**MATERIAL SHOWN**.
--

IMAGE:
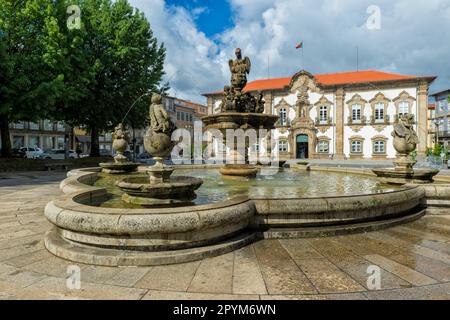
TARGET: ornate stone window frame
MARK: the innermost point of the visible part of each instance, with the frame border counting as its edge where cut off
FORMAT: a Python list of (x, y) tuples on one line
[(323, 139), (287, 146), (356, 99), (283, 104), (403, 97), (324, 102), (379, 155), (356, 154), (379, 98)]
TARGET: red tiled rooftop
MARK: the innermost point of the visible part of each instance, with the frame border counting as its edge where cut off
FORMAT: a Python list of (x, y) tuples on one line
[(329, 79)]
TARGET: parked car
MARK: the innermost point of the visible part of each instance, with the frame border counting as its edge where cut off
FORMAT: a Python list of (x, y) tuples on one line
[(57, 154), (31, 152), (128, 154), (145, 156), (105, 153), (19, 153)]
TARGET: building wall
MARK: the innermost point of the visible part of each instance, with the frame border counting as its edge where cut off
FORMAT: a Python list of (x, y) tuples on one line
[(367, 133)]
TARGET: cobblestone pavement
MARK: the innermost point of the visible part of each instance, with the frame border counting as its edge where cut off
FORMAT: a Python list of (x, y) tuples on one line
[(414, 261)]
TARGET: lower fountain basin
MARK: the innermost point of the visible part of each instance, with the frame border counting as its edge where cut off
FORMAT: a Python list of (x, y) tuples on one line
[(176, 190), (283, 205), (118, 167), (419, 175), (239, 170)]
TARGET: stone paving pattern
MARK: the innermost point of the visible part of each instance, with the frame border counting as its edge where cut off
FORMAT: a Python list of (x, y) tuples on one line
[(414, 261)]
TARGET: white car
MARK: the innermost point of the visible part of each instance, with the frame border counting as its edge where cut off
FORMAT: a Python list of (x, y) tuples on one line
[(32, 152), (57, 154)]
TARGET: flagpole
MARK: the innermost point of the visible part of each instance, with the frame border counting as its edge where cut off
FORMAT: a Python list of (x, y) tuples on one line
[(303, 56)]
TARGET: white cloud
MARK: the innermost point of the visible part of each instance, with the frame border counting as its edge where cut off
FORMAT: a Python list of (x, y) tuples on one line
[(411, 40)]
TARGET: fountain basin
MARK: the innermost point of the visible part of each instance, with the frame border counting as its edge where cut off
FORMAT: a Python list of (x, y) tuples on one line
[(175, 190), (89, 233), (118, 167), (239, 170), (395, 176)]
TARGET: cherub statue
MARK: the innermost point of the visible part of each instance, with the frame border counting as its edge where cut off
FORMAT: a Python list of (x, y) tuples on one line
[(119, 133), (159, 118), (239, 69), (227, 100), (259, 102), (404, 129), (120, 142)]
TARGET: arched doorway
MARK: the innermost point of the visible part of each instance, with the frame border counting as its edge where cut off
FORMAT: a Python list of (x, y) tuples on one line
[(302, 146)]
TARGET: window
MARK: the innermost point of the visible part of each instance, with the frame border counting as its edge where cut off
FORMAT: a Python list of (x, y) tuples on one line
[(403, 108), (108, 136), (33, 141), (33, 125), (60, 126), (356, 146), (356, 112), (323, 114), (48, 125), (19, 125), (48, 143), (282, 146), (283, 116), (379, 146), (18, 142), (379, 111), (59, 143), (323, 146)]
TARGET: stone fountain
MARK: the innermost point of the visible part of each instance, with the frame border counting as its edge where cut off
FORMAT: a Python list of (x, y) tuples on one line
[(121, 163), (405, 142), (240, 110), (159, 188)]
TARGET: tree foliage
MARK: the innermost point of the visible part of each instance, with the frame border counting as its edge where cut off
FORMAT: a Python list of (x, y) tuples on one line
[(87, 76), (110, 61), (28, 88)]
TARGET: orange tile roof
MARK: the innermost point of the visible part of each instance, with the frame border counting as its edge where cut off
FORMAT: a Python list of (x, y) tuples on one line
[(328, 79)]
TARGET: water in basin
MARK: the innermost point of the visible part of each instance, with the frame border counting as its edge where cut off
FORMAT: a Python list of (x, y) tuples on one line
[(283, 184)]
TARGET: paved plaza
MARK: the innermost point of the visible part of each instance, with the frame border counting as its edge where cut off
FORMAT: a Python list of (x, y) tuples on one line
[(414, 260)]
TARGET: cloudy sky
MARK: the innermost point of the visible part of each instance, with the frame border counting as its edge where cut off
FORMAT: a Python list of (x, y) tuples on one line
[(400, 36)]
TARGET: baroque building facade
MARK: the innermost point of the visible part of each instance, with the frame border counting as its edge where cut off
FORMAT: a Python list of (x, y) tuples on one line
[(348, 115)]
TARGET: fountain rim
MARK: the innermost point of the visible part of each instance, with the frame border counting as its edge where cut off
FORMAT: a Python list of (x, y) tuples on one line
[(82, 190)]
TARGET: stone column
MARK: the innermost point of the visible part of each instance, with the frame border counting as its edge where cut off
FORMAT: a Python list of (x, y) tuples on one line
[(210, 104), (339, 138), (268, 98), (422, 114)]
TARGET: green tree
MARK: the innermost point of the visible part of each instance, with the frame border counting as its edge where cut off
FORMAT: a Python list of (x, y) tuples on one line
[(107, 63), (28, 90)]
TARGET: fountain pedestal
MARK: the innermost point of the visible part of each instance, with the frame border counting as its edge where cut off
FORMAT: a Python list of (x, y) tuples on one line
[(405, 142), (121, 163), (158, 188), (237, 162)]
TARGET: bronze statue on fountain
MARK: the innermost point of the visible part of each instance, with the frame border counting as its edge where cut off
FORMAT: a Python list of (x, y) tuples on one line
[(240, 110)]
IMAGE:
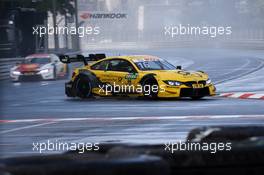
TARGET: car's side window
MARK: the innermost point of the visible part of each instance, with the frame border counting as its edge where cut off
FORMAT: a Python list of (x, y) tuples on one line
[(100, 66), (120, 66)]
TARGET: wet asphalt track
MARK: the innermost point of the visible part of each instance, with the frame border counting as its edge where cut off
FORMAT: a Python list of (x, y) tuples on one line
[(46, 100)]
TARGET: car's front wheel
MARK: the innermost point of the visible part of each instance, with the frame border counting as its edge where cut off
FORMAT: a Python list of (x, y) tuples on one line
[(197, 97), (150, 88), (83, 87)]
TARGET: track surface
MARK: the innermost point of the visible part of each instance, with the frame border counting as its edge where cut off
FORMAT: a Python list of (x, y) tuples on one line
[(46, 100)]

--

**PROBLEM STATEMENT**. Using the data above, print every line exactly, omitting pictures.

**EXERCISE RESPONSE**.
IMAGE:
TARGET: ornate stone window frame
MARK: the innermost point of the visible part of each instance, with the frame border counting as its edge where cut off
FORMAT: a Python list of (x, y) tuples on one line
[(323, 139), (287, 146), (356, 99), (283, 104), (403, 97), (324, 102), (379, 155), (356, 154), (379, 98)]
TARGET: red tiled rooftop
MARK: the innermost point of the visible part of each instance, with the frame border counting as its edge where cut off
FORMAT: a Python list of (x, y) tuples on one line
[(329, 79)]
TARGET: parked car
MARK: the innermost point of the visible part of each instance, with the frame border counting as its edge where cut off
FORMAT: a Python list of (x, y) tuples on one line
[(57, 154), (31, 152), (128, 154), (145, 156), (105, 153), (19, 153)]
TARGET: building wall
MARK: the innermost point of the visible part of each instance, with the frame border counting as its edge where cut off
FORMAT: a Python list of (x, y) tuples on one line
[(367, 133)]
TARGET: cobblestone pavement
MARK: the innermost point of the visible part of each instance, with the frame border counting as its edge where cut off
FORMAT: a Python list of (x, y) tuples on one line
[(414, 261)]
TARGET: lower fountain basin
MARK: the innermost point of the visible part of each instance, with the frame border counting as its edge where cut off
FORMAT: a Python list of (x, y) tuples on one line
[(176, 190), (283, 205), (118, 167), (419, 175), (239, 170)]
TARGET: stone paving pattern
MARK: the innermost point of the visible part of each instance, with the frame border counting as its edge where cut off
FORMAT: a Python list of (x, y) tuples on one line
[(414, 261)]
TARGET: white car
MARK: the innermost point of the visible part of each instance, with the frame border counting as its edge where cut off
FORMAT: a Python list of (x, y) tuples on one line
[(32, 152), (57, 154)]
TARGET: flagpole
MARK: the innermost point of the visible part of each instance, with the frame border counting as its edge where cut off
FORMAT: a Python list of (x, y) tuples on one line
[(303, 56)]
TARGET: white cloud
MARK: the innermost point of the visible part of each instance, with the frame border counting as its edge where cut off
FORMAT: a Python list of (x, y) tuples on one line
[(411, 40)]
TARGET: fountain basin
MARK: the innermost point of the visible part of each instance, with the frame border counting as its edge where cut off
FORMAT: a Python list of (x, y) tuples on one line
[(175, 190), (89, 233), (118, 167), (239, 170), (395, 176)]
TARGET: cherub statue
MARK: the innermost point of the visible part of each instance, with the frame border counting as its edge where cut off
FORMAT: a Python list of (x, y) tuples on one line
[(119, 133), (159, 118), (239, 69), (227, 100), (259, 102), (404, 129), (120, 142)]
TARGET: arched doorway
MARK: the innermost point of the visible part of each instance, with the frame border counting as its edge where cut off
FORMAT: a Python list of (x, y) tuples on one line
[(302, 146)]
TARGET: window
MARK: the innermost point of the visible part of each instance, with the frame border counting as its edge where cut off
FORMAT: a Python list of (x, y) tuples on one line
[(403, 108), (108, 136), (33, 141), (33, 125), (60, 126), (356, 146), (356, 112), (323, 114), (48, 125), (19, 125), (48, 143), (282, 146), (283, 116), (379, 146), (18, 142), (379, 111), (59, 143), (323, 146)]
TARGET: stone fountain
MARK: the innermost point of the visible part of each instance, with the frame border counting as its edge where cut off
FORMAT: a Python list of (x, y) tuples on one line
[(121, 163), (405, 142), (240, 110), (159, 188)]
TARGET: tree foliage
MARK: the innermost point of the visible part of each instance, with the frame border counting as its edge where cut off
FORMAT: a Python list of (x, y) tuples on one line
[(87, 76), (110, 61), (28, 88)]
TARGET: orange tile roof
MARK: the innermost point of the visible part of each instance, with the frame border counting as its edge where cut off
FORMAT: a Python list of (x, y) tuples on one line
[(328, 79)]
TARGET: water in basin
MARK: the innermost point of the visible part of each instance, with the frame border counting as its edge where cut off
FORMAT: a Python list of (x, y) tuples on one line
[(283, 184)]
TARGET: paved plaza
MARK: the innermost point of the visible part of each instance, with the frame border counting as its edge where cut off
FORMAT: a Python list of (x, y) tuples on one line
[(414, 260)]
TARGET: cloudy sky
MARK: the innermost point of the visible part of each instance, with the frame border counting as its edge where cut off
FORMAT: a Python list of (x, y) tuples on one line
[(400, 36)]
TARGET: baroque building facade
MARK: the innermost point of the visible part of each instance, with the frame border counting as its edge where cut off
FORMAT: a Python list of (x, y) tuples on one line
[(348, 115)]
TARGET: fountain rim
MARK: the innermost point of the visible part of each instance, with the frame border counting as its edge where cut off
FORMAT: a Python list of (x, y) tuples on one line
[(82, 190)]
TARGET: stone column
MARK: the innermost point of the visible part of each instance, with the frame border counting as its edge where cut off
FORMAT: a Python list of (x, y) tuples on one line
[(210, 104), (339, 138), (268, 98), (422, 114)]
TARGET: green tree
MARK: the innermost point of the visible part of each instance, with the frame border counting as its edge where cut off
FORMAT: a Python list of (x, y) tuples on one line
[(107, 63), (28, 90)]
TARGET: fountain pedestal
MARK: the innermost point of the visible part of each instance, with the frame border counting as its edge where cut off
FORMAT: a Python list of (x, y) tuples on one line
[(405, 142), (121, 163), (158, 188), (237, 162)]
TARGET: bronze statue on fountain
MARK: the innermost point of the visible part of each instance, with the frame border counting as its edge where cut off
FORMAT: a Python list of (x, y) tuples on one line
[(240, 110)]
IMAGE:
TARGET: car's side window
MARK: the innermost point of the visible part of each instance, with the frame border counting as its edge where cut off
FORMAT: a Python list of (x, y) tuples on one line
[(100, 66), (120, 66)]
TARGET: wet asphalt track
MARK: the innermost point of the visible part of each instance, with the frame border counting as its edge where cut off
FORMAT: a Python list of (x, y) tuples on one line
[(46, 100)]
TARGET: car's front wheel
MARK: the innermost point of the visible part of each instance, with the frame border counting as its edge where cut off
FORMAT: a Python list of (x, y) tuples on one line
[(197, 97), (150, 88), (83, 87)]
TARGET: track surface
MARK: the innermost point of the visible part of each instance, with the frame border counting as its edge where cut off
FORMAT: a Python list of (x, y) tuples on one line
[(46, 100)]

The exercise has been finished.